» WHAT IS BEING ASKED
Can you format every line of the data below as a numbered list, leaving out any blank lines?

» AVAILABLE RECORDS
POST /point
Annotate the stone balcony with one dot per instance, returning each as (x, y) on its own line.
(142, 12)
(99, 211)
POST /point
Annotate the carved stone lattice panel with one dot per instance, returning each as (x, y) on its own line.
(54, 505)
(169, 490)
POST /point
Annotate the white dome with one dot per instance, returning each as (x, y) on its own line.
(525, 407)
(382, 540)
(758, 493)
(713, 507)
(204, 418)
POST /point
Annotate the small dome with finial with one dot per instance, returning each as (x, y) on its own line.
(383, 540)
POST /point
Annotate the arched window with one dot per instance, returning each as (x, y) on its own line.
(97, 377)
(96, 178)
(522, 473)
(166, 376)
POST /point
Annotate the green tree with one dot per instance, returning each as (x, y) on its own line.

» SOLUTION TO THIS PROBLEM
1. POST /point
2. Annotate the stone balcony with one dot per instance, returning each as (x, y) on its own line.
3. (142, 12)
4. (99, 211)
5. POST /point
6. Annotate the carved stone lattice panel with one dot per instance, returning each as (x, y) on its own line.
7. (54, 505)
8. (169, 490)
9. POST /point
10. Annotate the white dome with one dot per instance, returning each as (x, y) on its own line.
11. (525, 407)
12. (382, 540)
13. (758, 493)
14. (713, 507)
15. (204, 418)
16. POST /point
17. Annotate the small dome with finial with one dot per instance, returning each as (x, y) on its own line.
18. (383, 540)
19. POST /point
20. Annotate the arched window with one dot per instance, returning each as (x, y) on its own line.
21. (97, 377)
22. (96, 178)
23. (522, 473)
24. (166, 376)
25. POST /point
26. Annotate the green tree with one dot per instance, returning each as (x, y) on its own line.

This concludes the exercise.